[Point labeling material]

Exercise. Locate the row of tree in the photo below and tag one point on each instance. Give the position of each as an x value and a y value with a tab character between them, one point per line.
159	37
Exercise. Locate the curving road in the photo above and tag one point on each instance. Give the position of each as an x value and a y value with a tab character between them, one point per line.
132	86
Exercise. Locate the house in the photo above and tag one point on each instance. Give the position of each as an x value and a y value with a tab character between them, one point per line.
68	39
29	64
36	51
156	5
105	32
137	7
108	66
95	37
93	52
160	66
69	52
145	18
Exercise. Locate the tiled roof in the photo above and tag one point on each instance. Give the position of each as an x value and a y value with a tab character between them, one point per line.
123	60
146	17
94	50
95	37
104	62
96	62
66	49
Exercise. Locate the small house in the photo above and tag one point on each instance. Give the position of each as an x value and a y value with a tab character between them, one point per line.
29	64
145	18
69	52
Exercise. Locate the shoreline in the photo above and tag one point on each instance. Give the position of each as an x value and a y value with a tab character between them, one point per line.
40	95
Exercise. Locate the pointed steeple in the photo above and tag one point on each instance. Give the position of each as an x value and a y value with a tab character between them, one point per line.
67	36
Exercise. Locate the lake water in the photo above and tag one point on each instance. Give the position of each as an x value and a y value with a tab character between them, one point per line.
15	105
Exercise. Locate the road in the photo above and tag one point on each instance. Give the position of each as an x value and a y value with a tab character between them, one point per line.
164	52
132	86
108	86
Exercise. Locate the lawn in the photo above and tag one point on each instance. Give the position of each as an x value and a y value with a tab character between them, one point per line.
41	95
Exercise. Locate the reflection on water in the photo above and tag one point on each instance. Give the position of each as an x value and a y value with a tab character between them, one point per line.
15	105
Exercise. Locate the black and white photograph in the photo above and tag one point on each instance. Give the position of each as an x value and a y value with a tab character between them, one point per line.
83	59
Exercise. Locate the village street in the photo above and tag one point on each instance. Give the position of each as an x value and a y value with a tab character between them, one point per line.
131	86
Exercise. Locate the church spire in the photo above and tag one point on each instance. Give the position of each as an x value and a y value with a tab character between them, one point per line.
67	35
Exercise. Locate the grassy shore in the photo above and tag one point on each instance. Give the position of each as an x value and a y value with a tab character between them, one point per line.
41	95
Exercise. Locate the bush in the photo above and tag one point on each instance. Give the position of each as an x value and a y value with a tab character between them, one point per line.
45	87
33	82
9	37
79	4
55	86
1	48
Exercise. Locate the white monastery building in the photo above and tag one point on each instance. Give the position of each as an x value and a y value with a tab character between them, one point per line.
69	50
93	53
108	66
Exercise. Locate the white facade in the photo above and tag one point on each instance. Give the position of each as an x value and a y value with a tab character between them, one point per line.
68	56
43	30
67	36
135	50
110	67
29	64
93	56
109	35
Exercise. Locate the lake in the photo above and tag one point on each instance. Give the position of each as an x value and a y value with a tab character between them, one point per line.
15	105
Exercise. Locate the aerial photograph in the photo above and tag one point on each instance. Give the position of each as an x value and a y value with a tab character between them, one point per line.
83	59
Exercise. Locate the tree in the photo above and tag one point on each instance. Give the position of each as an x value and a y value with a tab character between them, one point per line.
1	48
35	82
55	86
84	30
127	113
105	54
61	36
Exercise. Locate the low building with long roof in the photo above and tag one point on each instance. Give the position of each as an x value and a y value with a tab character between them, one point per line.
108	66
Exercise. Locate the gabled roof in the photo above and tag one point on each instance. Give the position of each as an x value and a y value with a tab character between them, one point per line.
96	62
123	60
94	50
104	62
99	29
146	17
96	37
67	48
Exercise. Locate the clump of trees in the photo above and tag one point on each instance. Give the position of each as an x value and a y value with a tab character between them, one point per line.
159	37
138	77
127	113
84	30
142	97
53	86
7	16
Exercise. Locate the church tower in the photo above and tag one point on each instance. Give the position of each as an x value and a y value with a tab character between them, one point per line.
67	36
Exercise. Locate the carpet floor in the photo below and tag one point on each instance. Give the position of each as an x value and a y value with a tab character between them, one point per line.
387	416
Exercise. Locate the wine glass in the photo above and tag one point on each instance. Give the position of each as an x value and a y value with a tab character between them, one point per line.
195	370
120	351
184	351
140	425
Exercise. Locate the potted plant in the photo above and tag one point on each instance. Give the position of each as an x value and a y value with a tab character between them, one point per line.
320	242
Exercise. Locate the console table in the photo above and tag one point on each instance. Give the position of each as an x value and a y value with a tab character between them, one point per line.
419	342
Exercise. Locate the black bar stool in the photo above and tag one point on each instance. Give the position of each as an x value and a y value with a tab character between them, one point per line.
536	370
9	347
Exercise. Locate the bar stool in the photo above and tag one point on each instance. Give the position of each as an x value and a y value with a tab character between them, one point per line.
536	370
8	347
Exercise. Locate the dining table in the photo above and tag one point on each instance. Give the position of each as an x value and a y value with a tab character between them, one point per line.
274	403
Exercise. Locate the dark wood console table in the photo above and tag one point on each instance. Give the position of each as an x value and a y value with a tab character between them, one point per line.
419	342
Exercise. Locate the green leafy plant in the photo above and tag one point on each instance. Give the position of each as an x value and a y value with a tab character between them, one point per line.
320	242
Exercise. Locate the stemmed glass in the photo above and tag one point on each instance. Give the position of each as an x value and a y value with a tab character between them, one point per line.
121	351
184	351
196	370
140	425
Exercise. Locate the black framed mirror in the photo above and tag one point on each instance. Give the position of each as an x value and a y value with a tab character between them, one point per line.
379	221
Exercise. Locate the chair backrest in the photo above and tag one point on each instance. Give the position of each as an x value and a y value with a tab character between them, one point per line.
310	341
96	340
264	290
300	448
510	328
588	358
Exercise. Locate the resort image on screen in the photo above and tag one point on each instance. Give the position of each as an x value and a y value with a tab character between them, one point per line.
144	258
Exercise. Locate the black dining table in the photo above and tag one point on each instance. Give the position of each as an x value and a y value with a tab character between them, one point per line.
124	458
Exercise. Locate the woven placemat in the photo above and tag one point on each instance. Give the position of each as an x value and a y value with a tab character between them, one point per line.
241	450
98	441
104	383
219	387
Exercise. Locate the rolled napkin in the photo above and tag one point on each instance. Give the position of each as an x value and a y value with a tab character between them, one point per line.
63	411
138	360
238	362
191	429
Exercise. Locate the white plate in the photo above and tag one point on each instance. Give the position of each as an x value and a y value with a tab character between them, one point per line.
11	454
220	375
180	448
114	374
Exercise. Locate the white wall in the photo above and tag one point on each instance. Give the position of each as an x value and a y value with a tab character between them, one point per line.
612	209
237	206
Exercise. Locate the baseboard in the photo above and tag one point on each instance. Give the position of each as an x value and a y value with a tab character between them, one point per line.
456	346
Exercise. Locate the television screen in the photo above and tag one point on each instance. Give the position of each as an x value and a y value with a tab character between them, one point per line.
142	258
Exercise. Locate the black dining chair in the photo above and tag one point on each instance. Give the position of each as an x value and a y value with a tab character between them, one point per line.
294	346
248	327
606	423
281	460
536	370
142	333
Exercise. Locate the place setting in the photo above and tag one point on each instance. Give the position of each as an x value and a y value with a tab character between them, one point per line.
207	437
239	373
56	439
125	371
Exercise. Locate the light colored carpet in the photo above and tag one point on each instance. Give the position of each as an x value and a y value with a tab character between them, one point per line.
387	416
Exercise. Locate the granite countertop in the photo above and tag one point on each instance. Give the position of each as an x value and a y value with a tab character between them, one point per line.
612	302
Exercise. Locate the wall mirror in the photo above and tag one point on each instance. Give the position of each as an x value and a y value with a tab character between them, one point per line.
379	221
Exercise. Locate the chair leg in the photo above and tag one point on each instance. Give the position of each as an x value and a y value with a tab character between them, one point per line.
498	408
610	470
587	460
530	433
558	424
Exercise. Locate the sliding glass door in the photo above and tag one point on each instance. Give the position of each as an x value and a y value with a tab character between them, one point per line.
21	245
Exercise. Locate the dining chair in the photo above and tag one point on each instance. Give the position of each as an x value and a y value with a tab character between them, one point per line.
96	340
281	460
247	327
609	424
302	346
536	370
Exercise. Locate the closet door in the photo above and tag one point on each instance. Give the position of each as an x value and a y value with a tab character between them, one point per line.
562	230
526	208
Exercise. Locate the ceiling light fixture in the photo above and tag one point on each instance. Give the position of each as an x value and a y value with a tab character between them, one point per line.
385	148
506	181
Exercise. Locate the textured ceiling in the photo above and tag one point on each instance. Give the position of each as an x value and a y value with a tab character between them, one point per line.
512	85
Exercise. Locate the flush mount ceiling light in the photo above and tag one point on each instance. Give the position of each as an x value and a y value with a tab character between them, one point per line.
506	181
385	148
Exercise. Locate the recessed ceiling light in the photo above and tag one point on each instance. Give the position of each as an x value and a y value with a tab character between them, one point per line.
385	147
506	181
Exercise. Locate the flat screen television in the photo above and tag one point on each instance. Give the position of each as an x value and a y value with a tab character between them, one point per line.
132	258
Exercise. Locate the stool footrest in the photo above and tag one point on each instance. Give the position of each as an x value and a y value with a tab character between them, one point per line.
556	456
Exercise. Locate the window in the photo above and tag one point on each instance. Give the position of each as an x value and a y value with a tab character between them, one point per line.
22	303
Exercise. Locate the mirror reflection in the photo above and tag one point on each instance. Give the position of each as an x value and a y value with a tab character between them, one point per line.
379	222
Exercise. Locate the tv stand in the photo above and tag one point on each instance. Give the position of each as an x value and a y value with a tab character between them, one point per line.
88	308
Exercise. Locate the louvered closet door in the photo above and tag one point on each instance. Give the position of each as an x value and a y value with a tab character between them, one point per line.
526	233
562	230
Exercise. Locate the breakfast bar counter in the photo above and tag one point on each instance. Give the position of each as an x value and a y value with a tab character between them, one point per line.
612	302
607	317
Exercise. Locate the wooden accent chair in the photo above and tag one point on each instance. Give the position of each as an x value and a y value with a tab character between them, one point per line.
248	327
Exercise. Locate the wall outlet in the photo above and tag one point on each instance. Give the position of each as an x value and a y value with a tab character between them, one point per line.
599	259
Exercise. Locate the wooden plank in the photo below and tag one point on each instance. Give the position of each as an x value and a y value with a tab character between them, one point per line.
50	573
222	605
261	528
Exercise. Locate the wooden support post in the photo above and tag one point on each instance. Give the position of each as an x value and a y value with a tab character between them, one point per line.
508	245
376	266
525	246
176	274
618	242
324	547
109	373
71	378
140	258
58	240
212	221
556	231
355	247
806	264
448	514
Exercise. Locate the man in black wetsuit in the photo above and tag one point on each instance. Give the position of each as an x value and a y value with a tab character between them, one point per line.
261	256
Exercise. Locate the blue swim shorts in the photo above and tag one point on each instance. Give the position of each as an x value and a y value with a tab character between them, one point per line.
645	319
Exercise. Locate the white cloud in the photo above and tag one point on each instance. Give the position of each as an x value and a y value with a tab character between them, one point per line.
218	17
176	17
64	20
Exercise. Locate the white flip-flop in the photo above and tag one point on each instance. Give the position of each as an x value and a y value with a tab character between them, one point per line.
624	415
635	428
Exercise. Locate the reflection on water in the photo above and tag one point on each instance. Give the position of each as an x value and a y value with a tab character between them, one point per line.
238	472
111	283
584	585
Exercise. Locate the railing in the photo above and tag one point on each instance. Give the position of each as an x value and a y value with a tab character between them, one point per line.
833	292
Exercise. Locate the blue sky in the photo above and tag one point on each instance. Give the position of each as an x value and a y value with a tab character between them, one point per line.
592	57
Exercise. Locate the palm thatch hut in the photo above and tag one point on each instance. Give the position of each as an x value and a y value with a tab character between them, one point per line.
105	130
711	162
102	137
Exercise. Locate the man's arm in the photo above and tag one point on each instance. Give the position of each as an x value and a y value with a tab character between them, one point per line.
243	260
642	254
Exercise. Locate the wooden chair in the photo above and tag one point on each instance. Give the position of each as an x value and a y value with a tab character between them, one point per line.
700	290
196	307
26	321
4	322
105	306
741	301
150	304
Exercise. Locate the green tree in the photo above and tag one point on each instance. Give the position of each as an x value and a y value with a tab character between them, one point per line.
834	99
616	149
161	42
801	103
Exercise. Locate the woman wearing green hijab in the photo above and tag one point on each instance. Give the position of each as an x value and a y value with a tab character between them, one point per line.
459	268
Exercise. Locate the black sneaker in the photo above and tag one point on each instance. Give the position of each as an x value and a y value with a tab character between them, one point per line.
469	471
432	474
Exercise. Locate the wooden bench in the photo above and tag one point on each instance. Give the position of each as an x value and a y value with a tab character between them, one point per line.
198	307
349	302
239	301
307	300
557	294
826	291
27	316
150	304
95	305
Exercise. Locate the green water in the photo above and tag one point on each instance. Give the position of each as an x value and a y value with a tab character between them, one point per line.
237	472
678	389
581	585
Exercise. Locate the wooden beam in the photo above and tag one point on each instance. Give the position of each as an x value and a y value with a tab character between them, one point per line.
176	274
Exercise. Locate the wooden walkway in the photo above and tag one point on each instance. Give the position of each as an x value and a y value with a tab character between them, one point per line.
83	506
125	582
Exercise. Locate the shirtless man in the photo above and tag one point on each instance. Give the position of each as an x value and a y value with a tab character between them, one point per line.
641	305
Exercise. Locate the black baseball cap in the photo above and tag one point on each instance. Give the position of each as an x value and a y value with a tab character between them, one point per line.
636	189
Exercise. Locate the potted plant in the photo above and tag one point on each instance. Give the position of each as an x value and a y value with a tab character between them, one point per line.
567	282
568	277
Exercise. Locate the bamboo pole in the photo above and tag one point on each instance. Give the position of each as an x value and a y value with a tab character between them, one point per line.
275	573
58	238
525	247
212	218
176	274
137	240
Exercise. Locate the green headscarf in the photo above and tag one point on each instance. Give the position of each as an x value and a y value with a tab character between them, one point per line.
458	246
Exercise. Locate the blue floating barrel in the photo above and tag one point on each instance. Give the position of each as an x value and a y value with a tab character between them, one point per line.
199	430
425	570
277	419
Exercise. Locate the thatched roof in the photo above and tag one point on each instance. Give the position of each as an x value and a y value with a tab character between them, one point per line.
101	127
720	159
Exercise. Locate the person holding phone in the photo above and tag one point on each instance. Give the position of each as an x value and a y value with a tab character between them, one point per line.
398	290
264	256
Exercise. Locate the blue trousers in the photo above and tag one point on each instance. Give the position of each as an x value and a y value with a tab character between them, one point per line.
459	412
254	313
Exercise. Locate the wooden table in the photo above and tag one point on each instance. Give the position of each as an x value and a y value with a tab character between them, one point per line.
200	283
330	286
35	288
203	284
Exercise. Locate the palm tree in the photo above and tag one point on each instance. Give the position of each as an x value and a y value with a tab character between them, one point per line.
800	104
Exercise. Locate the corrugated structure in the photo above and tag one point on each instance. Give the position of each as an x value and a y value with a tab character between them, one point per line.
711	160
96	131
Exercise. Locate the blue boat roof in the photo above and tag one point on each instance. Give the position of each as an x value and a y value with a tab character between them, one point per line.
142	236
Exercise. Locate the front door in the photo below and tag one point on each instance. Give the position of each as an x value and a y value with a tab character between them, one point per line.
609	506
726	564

■ What you are asked to do:
Arrange the lines above, from the line containing "Exercise. Locate the palm tree" through the end of the material, as a Markdown table with the columns "Row" and "Line", leaving out any blank lines.

■ Correct result:
| Row | Line |
|---|---|
| 1 | Exercise. Locate the palm tree in the photo above and tag one point on each instance. Give the position of each as an x value and a y value with a tab character between them, one point per line. |
| 2 | 800	104 |
| 3 | Exercise. Locate the corrugated structure in the photo above and tag one point on each instance. Give the position of each as an x value and a y value with a tab character between them, one point per line. |
| 4 | 711	160 |
| 5 | 96	131 |
| 6 | Exercise. Locate the blue boat roof in the photo above and tag one point on each instance. Give the position of each as an x value and a y value with a tab character between them, one point per line. |
| 7 | 142	236 |
| 8 | Exercise. Locate the front door in the photo below and tag one point on each instance. Give the position of each as an x value and a y value with a tab character between them, one point per line. |
| 9 | 609	506 |
| 10 | 726	564 |